■ Trecho fornecido ■
Por 55 votos a 10

Senado confirma recondução de Aras para mais 2 anos à frente da PGR

Em sabatina, procurador indicado por Bolsonaro criticou Lava Jato e imprensa e disse que havia 'ameaças reais' a ministros do Supremo

Senado confirma recondução de Aras para mais 2 anos à frente da PGR (Foto: Reprodução - O Globo)

O plenário do Senado aprovou na noite desta terça-feira (24) a recondução do procurador-geral da República, Augusto Aras, para um novo período de dois anos à frente da PGR (Procuradoria-Geral da República).

Indicado pelo presidente Jair Bolsonaro, Aras foi aprovado por 55 votos a favor e 10 contrários, além de uma abstenção. Eram necessários ao menos 41 votos, o que corresponde à maioria absoluta do Senado, que tem 81 parlamentares.

■ Dados extraídos ■
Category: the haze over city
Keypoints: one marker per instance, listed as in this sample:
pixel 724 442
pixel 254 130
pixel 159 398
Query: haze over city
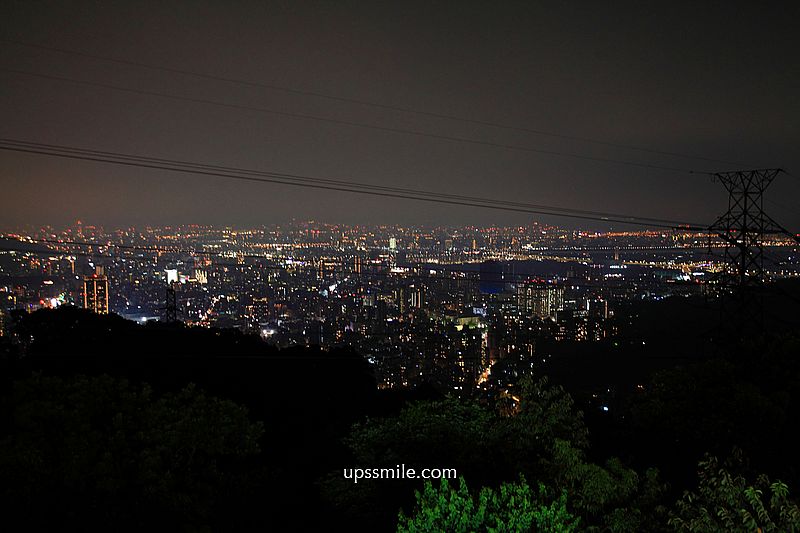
pixel 399 266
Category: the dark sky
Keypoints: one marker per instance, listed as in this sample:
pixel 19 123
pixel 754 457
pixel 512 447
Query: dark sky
pixel 715 79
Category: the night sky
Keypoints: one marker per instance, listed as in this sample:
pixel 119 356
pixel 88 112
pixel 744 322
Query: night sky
pixel 714 79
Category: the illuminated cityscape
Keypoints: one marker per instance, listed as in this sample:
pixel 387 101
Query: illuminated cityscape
pixel 414 267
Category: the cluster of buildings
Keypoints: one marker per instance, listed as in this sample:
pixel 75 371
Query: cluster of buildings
pixel 437 305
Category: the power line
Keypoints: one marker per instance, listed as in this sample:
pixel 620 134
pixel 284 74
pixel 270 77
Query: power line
pixel 198 169
pixel 338 182
pixel 342 122
pixel 377 105
pixel 213 253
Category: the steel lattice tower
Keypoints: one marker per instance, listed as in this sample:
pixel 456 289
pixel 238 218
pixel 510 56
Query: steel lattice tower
pixel 743 229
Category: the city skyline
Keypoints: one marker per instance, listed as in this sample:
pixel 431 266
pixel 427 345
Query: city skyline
pixel 365 102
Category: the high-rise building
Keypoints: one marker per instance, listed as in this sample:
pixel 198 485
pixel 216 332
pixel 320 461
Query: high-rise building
pixel 95 291
pixel 541 299
pixel 492 279
pixel 417 297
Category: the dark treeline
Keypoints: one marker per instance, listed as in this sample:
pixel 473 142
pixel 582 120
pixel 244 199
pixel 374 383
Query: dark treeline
pixel 309 413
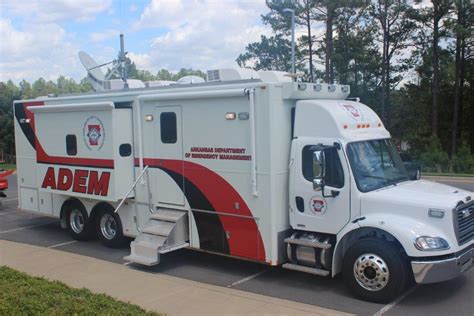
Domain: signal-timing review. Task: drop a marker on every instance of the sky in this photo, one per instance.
(41, 38)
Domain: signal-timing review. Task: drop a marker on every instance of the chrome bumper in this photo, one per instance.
(442, 270)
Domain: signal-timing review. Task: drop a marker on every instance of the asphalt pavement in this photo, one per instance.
(449, 298)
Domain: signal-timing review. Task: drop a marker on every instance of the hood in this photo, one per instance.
(422, 193)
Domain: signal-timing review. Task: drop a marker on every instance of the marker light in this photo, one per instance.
(436, 213)
(230, 116)
(427, 243)
(301, 86)
(244, 116)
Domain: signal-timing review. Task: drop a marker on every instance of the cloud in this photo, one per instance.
(44, 50)
(41, 11)
(35, 42)
(105, 35)
(199, 34)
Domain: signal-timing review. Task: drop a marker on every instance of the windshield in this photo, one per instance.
(375, 164)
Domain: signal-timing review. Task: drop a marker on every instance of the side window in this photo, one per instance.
(71, 145)
(334, 175)
(168, 127)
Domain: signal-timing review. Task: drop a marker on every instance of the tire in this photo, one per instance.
(418, 174)
(77, 221)
(109, 228)
(376, 270)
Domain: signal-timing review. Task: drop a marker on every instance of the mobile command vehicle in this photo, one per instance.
(251, 165)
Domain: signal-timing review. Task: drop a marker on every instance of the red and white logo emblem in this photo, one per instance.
(318, 205)
(94, 133)
(353, 111)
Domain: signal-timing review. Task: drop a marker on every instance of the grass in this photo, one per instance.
(7, 166)
(21, 294)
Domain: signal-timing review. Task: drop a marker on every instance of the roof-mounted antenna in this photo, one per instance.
(95, 74)
(122, 62)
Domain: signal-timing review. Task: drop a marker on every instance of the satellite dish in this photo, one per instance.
(94, 73)
(190, 80)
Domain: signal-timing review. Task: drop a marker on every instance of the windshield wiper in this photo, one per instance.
(371, 176)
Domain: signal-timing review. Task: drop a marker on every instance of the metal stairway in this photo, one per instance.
(165, 231)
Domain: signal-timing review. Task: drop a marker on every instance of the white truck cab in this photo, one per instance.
(250, 165)
(347, 180)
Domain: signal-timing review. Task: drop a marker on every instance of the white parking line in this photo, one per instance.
(247, 278)
(21, 228)
(63, 244)
(392, 304)
(7, 213)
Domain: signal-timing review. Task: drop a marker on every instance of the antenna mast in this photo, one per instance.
(122, 62)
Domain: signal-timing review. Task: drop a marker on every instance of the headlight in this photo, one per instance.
(427, 243)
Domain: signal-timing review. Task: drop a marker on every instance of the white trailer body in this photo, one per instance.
(232, 168)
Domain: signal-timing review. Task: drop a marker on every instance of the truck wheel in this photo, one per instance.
(77, 221)
(109, 228)
(418, 174)
(375, 270)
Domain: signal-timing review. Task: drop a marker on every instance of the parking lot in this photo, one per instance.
(450, 298)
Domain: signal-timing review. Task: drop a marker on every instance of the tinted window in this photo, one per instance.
(334, 175)
(168, 127)
(125, 150)
(71, 145)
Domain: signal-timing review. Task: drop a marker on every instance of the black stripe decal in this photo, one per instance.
(73, 165)
(212, 236)
(20, 116)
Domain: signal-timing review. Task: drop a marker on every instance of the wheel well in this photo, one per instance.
(64, 208)
(354, 236)
(97, 208)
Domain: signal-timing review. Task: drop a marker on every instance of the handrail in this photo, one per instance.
(131, 189)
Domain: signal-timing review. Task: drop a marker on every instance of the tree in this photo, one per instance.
(271, 53)
(394, 33)
(461, 28)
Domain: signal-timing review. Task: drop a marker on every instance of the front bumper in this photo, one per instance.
(441, 270)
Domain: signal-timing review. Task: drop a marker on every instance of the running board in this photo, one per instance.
(296, 267)
(307, 243)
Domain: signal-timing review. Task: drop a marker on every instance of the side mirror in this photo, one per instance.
(318, 169)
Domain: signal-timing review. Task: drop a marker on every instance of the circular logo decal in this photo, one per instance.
(318, 205)
(94, 133)
(353, 111)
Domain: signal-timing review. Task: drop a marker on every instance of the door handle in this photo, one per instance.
(300, 204)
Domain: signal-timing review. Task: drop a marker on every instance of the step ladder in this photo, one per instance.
(166, 230)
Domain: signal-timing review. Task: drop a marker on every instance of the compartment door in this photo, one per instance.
(169, 153)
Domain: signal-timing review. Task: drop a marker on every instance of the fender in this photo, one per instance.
(404, 229)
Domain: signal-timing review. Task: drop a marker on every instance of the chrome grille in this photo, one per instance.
(464, 223)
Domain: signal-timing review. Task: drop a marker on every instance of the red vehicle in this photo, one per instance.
(4, 181)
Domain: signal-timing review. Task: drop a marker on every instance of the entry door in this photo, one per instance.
(312, 210)
(169, 153)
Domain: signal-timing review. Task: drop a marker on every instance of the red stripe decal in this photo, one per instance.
(244, 237)
(6, 173)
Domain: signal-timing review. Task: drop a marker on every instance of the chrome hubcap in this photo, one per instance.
(371, 272)
(108, 226)
(76, 221)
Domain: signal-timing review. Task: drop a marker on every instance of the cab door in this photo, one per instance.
(327, 210)
(169, 150)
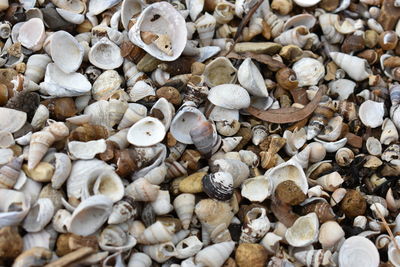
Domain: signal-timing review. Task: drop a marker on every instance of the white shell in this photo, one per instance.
(371, 113)
(32, 34)
(358, 251)
(251, 79)
(169, 22)
(9, 201)
(185, 119)
(58, 83)
(304, 231)
(105, 55)
(39, 215)
(230, 96)
(86, 150)
(288, 171)
(357, 68)
(146, 132)
(256, 189)
(66, 52)
(308, 71)
(90, 215)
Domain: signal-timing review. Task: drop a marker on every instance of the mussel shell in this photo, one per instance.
(218, 185)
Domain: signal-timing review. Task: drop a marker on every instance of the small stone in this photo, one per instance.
(288, 192)
(259, 48)
(353, 204)
(251, 255)
(41, 173)
(171, 94)
(193, 183)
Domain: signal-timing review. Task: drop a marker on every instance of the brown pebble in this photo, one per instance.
(251, 255)
(353, 204)
(289, 192)
(10, 243)
(171, 94)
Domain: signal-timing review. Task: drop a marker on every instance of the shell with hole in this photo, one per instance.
(90, 215)
(149, 31)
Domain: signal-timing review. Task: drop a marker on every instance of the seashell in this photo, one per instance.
(304, 3)
(189, 119)
(343, 87)
(39, 215)
(371, 113)
(142, 190)
(358, 250)
(34, 256)
(129, 9)
(60, 220)
(218, 185)
(160, 252)
(139, 259)
(238, 170)
(188, 247)
(36, 67)
(332, 146)
(32, 34)
(215, 255)
(67, 53)
(330, 182)
(256, 189)
(389, 132)
(90, 215)
(14, 206)
(184, 207)
(10, 172)
(359, 69)
(332, 130)
(114, 238)
(230, 143)
(308, 71)
(58, 84)
(205, 26)
(12, 120)
(299, 36)
(312, 257)
(40, 142)
(165, 44)
(256, 225)
(150, 129)
(212, 214)
(219, 71)
(102, 51)
(289, 170)
(304, 231)
(86, 150)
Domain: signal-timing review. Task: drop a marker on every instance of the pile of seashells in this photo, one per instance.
(214, 133)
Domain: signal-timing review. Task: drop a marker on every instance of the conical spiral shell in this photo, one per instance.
(184, 207)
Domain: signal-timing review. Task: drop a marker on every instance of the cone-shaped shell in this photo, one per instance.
(66, 52)
(90, 215)
(355, 67)
(184, 207)
(146, 132)
(215, 255)
(161, 19)
(251, 79)
(230, 96)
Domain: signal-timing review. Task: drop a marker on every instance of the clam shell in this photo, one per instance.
(176, 31)
(357, 250)
(146, 132)
(90, 215)
(230, 96)
(304, 231)
(66, 52)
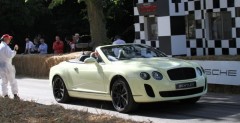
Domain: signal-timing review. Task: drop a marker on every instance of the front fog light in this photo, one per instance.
(199, 71)
(145, 76)
(156, 75)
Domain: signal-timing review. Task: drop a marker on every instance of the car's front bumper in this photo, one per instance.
(165, 90)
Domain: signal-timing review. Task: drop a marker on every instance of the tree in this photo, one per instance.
(96, 19)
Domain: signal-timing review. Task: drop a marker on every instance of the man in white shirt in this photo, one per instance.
(43, 48)
(29, 46)
(7, 70)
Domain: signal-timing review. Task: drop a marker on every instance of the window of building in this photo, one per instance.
(219, 25)
(152, 28)
(190, 26)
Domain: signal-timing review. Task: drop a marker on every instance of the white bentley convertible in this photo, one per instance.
(127, 75)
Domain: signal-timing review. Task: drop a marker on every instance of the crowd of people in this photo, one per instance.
(38, 45)
(7, 70)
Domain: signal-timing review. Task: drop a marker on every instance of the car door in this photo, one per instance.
(88, 77)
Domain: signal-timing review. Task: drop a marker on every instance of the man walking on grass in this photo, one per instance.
(7, 70)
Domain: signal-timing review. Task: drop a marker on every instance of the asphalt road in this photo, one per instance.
(211, 108)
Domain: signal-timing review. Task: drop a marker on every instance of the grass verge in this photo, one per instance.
(12, 111)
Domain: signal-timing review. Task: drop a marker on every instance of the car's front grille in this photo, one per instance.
(181, 92)
(182, 73)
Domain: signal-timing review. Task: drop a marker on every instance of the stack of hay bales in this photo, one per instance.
(38, 66)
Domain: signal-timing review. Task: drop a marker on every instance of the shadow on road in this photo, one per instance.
(209, 107)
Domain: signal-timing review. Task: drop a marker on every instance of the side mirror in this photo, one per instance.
(90, 60)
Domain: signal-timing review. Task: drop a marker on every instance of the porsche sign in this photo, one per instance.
(222, 72)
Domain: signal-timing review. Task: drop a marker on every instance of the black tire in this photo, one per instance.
(122, 98)
(60, 92)
(190, 100)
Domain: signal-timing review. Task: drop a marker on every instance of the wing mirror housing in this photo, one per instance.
(90, 60)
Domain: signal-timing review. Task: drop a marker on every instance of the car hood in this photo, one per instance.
(157, 63)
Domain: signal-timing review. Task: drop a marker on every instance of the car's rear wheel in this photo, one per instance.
(60, 92)
(122, 97)
(190, 100)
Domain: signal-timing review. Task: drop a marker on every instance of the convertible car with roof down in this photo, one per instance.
(128, 75)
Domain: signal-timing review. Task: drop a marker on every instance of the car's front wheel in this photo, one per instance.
(190, 100)
(122, 97)
(60, 92)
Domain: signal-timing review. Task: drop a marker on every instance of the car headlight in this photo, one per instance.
(157, 75)
(145, 75)
(199, 71)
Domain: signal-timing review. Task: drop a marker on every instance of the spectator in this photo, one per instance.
(36, 45)
(7, 70)
(77, 38)
(118, 40)
(29, 46)
(58, 46)
(72, 44)
(42, 49)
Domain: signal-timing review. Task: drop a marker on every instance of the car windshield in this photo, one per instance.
(126, 52)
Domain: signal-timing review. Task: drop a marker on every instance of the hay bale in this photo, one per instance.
(34, 65)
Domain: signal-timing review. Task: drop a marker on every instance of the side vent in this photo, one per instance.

■ Instruções do exercício ■
Relacione, conforme o trecho fornecido, cada tipo de voto registrado na votação do plenário do Senado sobre a recondução de Aras, com a quantidade correspondente.

■ Resposta ■
- Votos a favor: 55
- Votos contrários: 10
- Abstenção: 1